** ÉNONCÉ **
Pouvez-vous réécrire sous forme de liste le paragraphe du texte ci-dessous qui commence par « Partout, on lui conseille », en conservant ses faits principaux ?

** TEXTE **
◆ ◆ ◆ ◆

En, 1913, à Budapest, dans l’effervescence de l’empire austro-hongrois, une jeune femme égarée assiste à la fin du monde d’hier.
1913, Budapest. Une jeune femme, arrivée de Trieste, cherche à se faire embaucher dans la plus prestigieuse chapellerie de la ville, celle qui coiffe l’aristocratie locale et les têtes couronnées. Stupeur. Irisz Leiter est la fille des anciens propriétaires, morts vingt ans plus tôt dans l’incendie de leur magasin. Le patron, Oszkar Brill, leur ancien commis, qui a rebâti l’entreprise et conservé l’enseigne, s’y oppose, sans jamais lui donner la moindre raison. De lourds non-dits planent sur leurs échanges. Des secrets inexprimés plombent l’atmosphère. Ils ne feront que s’épaissir.
La présence imprévue d’Irisz Leiter bouleverse un fragile équilibre, semble transgresser un tabou. Elle dérange. On se méfie d’elle. Les commentaires malveillants bourdonnent autour d’elle. Son apparition est chargée d’une menace diffuse. « Après tout ce qui s’est passé… », lui répète-t-on, sans jamais lui expliquer quoi.
Partout, on lui conseille à mi-mots de filer au plus vite de cette ville. Elle finit par apprendre qu’elle avait un frère, inconnu d’elle, à la mauvaise réputation. Il aurait tué un comte dans d’atroces conditions, vivrait replié avec une bande de malfrats dans les faubourgs de Budapest et fomenterait une insurrection populaire, dont l’une des premières cibles serait la maison Leiter.

◆ ◆ ◆ ◆

** EXTRAIT DES DONNÉES **

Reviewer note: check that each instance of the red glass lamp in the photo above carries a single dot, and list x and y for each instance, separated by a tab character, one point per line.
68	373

◆ ◆ ◆ ◆

** RÉSULTAT **
- Partout, on conseille à demi-mot à Irisz Leiter de quitter la ville au plus vite.
- Elle finit par apprendre qu'elle avait un frère qu'elle ne connaissait pas et qui avait mauvaise réputation.
- Il aurait tué un comte dans des conditions atroces.
- Il vivrait replié avec une bande de malfrats dans les faubourgs de Budapest.
- Il fomenterait une insurrection populaire dont l'une des premières cibles serait la maison Leiter.